[DATA EXTRACT Boundary: Start]

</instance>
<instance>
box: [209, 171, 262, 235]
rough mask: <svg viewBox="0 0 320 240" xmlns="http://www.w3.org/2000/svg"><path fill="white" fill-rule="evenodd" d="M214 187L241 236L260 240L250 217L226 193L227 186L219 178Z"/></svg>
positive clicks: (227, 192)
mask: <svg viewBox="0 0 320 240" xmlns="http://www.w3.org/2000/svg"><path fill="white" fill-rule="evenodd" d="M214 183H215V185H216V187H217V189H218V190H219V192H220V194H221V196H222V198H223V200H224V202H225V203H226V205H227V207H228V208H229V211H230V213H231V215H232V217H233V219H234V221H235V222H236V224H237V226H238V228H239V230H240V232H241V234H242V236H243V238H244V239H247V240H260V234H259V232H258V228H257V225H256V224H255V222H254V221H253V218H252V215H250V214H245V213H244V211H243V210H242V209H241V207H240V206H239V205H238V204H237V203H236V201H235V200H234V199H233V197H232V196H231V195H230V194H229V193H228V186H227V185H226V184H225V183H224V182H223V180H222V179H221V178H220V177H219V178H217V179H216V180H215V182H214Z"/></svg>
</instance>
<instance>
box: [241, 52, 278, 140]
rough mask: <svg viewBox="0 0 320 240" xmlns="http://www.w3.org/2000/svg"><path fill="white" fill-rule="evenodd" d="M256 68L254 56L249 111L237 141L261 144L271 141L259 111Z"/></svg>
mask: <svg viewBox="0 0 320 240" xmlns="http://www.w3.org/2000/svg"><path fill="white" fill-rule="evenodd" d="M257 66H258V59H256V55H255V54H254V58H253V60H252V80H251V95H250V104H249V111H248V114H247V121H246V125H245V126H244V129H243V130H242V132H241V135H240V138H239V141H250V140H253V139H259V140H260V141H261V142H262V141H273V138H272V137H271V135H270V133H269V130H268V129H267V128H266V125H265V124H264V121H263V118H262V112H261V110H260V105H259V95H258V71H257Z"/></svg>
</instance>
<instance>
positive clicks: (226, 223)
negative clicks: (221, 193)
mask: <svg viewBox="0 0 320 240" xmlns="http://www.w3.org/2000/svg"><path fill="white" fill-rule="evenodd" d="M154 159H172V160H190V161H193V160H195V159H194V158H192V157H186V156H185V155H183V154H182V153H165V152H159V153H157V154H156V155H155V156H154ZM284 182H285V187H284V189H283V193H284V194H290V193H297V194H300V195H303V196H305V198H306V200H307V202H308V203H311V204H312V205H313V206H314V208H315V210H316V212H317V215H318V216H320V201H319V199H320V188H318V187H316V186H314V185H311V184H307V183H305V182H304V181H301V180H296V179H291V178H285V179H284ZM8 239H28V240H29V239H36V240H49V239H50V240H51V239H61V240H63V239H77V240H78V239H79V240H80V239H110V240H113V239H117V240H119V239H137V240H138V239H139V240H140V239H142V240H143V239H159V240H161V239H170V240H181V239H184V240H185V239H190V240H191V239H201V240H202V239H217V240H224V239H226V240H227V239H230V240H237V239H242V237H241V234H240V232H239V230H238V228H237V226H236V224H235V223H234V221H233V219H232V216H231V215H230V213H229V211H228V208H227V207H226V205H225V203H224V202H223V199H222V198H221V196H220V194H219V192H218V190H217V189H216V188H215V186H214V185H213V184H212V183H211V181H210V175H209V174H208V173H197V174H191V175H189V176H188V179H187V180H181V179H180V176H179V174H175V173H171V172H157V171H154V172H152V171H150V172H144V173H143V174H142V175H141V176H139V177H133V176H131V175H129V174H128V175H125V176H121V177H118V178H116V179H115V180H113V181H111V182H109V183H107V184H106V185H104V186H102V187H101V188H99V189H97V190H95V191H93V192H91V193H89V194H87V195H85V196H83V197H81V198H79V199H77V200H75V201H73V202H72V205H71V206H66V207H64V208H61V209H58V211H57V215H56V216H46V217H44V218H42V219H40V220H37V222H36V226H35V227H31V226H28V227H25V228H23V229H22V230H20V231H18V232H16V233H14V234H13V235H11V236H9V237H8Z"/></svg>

[DATA EXTRACT Boundary: End]

ACTION ITEM – Filter the lines above, keeping each one that contains the string "clicks". Case counts.

SOLUTION TO THIS EXERCISE –
positive clicks: (227, 192)
positive clicks: (226, 223)
negative clicks: (221, 193)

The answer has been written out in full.